- _Reading text_

The Latin word substantia, from which the English term [substance] is
derived, is a literal translation of the Greek word hypostasis [usually
translated person in the New Testament] (“standing under”). This term
acquired its philosophical connotations in later Greek and occurs principally in
controversies among early Christian theologians about the real nature of
Christ....” (Substance and Attribute, The Encyclopedia of Philosophy, p.
36).
“Thus, what the Greeks call nature [physis or physica, i.e.
physics or natural philosophy. See Catherine Osborne, Rethinking Early
Greek Philosophy: Hippolytus of Rome and the Presocratics, Cornell
University Press, 1987, pp. 29, 387] , Victorinus calls substance [substantia],
and what the Greeks call hypostasis, Victorinus calls existence.
Apparently a substance has individuality by the character of its action, and so
action is self-revelatory. The term consubstantial is used by Victorinus
to safeguard the divine equality. But even substantia although the common
name for Father, Son and Spirit, may be used as a synonym for existentia
[existence], for in Victorinus the common names are also the predominant names
of each of the Three. Indeed, he tries to show that each divine Person is
the Three, rather than following the more usual way of arguing that all Three
are one or even that one God is in three Persons” (Clark, Marius Victorinus:
Theological Treatises on the Trinity, p. 42).
“The use to which Victorinus put the word substantia as referring
primarily to the pure “To Be [i.e. pure Act transcending every form, the
potentiality of the being—the One]” of God necessitated his use of a new word
existentia
to refer to esse [i.e. to be, a being actualized—the Many or the Father, the Son
and the Holy Spirit revealed] that is determined by a form. Of course,
substantia is not understood by him in the Aristotelian sense of what is
opposed to accidents and qualities. Substance for him means a concrete
being, and this seems to be one of his Plotinian reminiscences (Enn(eads),
6.1.3; 12.8; ch. adv. Ar. I 30). This may be the individual
substance later used by Boethius to define person. For Victorinus,
however, this substantia was pure esse (cf. Adv. Ar. II
4,23), and therefore designated the commonness of the Three Persons. It is
thus used to designate Esse improperly, but the word Esse is used
as the proper name of the Father” (Clark, Marius Victorinus: Theological
Treatises on the Trinity, p. 41).
“In view of the above, Victorinus found it necessary to make use of
existentia
to indicate what stands outside the commonness. Hence, existentia
means “to be” [the Many] with form or determination and is used to distinguish
each of the Three: one substance [the One] and three existences [the
Many]. And so when he is speaking strictly of his own Trinitarian
doctrine, Victorinus has bypassed hypostasis and persona (used freely by
Hilary of Poitiers [bishop of Poitiers ca. 315-367 A.D.]), perhaps to keep his
doctrine distinguished from the Plotinian triad and perhaps because the
Sabellians conceived God as triprosopos (of three [non-distinct] persons).
It is not quite certain that Victorinus is the first to use subsistentia.
He generally uses “subsistence” to denote the individual indicated by
existentia; thus, subsistentia is properly used of the Son because it
designates Esse cum forma (“To Be” with Form)” (Clark, Marius
Victorinus: Theological Treatises on the Trinity, pp. 41-42).
The Nicaean Council (325 A.D.)

- _Work instructions_
1. Translate this sentence from the passage on Victorinus's terminology into Spanish: "The term consubstantial is used by Victorinus to safeguard the divine equality."
2. In the passage on Victorinus's terminology, what does Victorinus call what the Greeks call hypostasis?

- _Data listing_
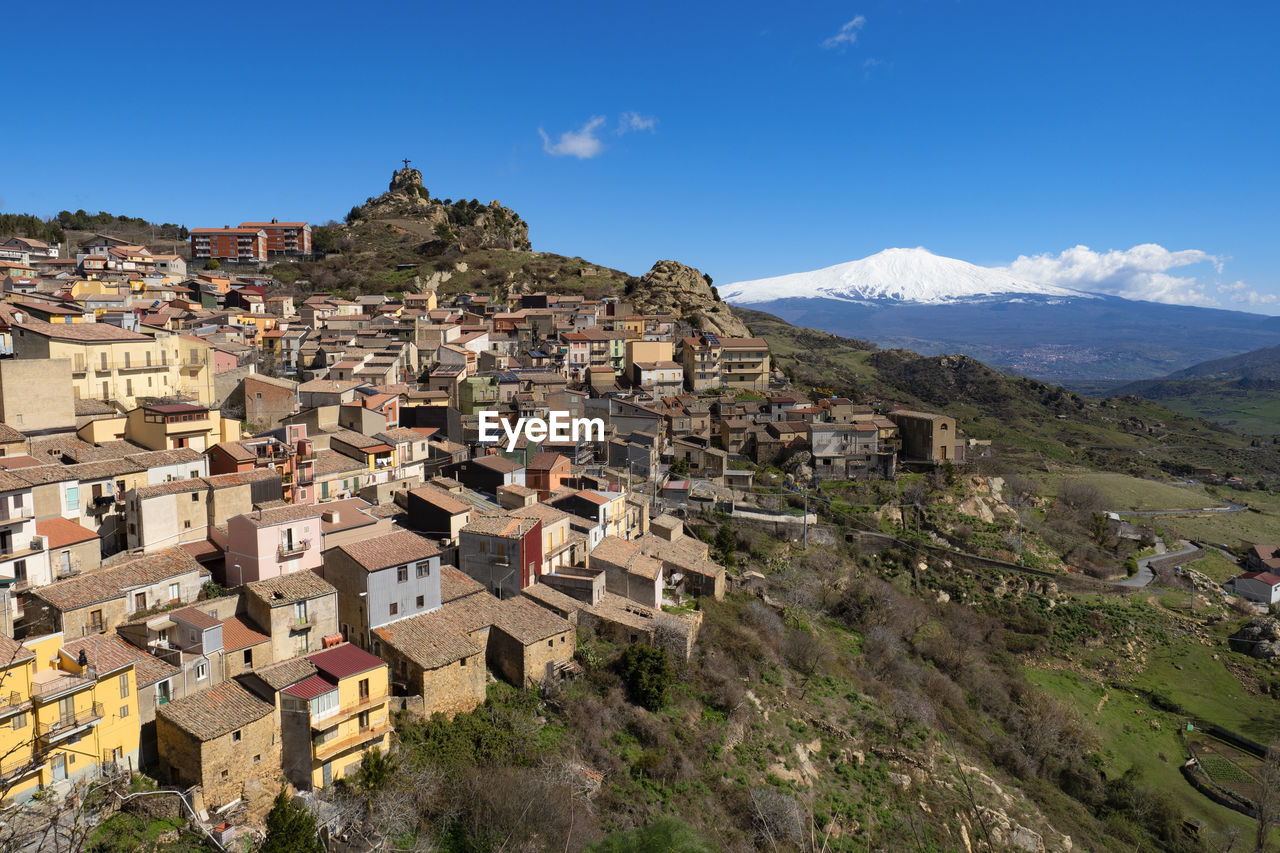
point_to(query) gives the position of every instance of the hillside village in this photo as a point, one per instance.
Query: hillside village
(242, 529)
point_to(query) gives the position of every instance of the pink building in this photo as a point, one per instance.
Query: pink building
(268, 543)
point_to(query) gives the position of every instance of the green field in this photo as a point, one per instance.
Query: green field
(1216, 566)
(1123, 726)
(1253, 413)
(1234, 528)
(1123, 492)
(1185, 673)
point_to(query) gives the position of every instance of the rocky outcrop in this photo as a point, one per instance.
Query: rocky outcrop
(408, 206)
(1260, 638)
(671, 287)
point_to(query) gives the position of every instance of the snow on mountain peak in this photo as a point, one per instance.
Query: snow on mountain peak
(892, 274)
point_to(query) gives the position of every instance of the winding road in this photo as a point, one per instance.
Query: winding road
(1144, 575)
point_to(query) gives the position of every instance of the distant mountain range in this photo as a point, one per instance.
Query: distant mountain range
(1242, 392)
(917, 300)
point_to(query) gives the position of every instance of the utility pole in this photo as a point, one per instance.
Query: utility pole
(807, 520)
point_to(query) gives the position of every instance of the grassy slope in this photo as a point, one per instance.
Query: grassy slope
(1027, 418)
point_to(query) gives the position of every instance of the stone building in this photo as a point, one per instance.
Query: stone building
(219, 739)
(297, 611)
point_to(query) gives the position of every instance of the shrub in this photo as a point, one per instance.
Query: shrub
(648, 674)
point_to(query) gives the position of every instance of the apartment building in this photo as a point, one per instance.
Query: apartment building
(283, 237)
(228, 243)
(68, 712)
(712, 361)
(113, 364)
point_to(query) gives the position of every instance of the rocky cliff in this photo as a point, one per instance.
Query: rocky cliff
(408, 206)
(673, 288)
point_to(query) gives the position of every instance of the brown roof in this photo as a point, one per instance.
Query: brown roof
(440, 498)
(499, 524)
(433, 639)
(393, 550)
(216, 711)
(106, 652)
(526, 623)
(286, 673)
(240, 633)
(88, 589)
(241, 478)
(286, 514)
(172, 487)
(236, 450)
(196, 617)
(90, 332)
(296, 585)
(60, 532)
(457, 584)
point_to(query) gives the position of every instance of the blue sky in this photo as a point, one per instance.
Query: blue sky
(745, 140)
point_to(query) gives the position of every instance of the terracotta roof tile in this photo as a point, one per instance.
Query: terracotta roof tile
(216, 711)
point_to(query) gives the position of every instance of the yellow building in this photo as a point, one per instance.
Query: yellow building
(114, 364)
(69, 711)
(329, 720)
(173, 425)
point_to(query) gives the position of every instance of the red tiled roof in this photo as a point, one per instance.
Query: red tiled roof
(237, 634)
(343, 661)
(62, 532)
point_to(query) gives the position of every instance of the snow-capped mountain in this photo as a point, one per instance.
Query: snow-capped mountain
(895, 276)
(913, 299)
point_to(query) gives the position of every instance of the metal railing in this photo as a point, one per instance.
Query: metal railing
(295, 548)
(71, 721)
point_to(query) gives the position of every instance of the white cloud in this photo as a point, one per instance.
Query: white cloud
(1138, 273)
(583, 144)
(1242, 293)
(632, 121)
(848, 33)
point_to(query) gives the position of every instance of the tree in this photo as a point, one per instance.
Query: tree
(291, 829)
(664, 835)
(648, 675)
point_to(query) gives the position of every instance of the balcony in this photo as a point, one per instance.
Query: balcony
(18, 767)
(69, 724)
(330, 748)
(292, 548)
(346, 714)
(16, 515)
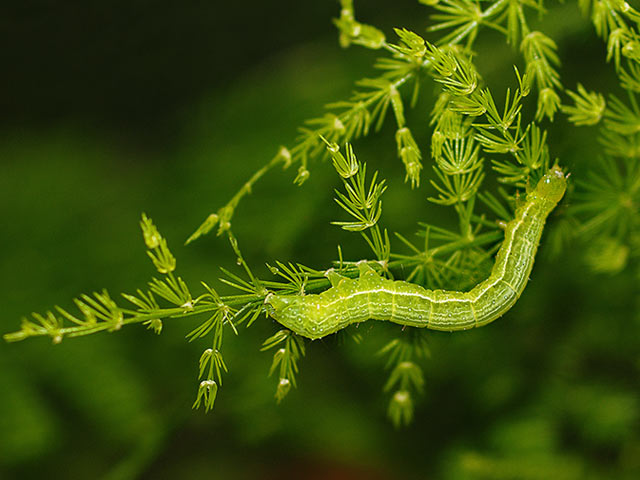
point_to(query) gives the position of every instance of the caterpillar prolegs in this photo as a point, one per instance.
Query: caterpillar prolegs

- _The results_
1. El término consustancial es utilizado por Victorino para salvaguardar la igualdad divina.

2. Existence.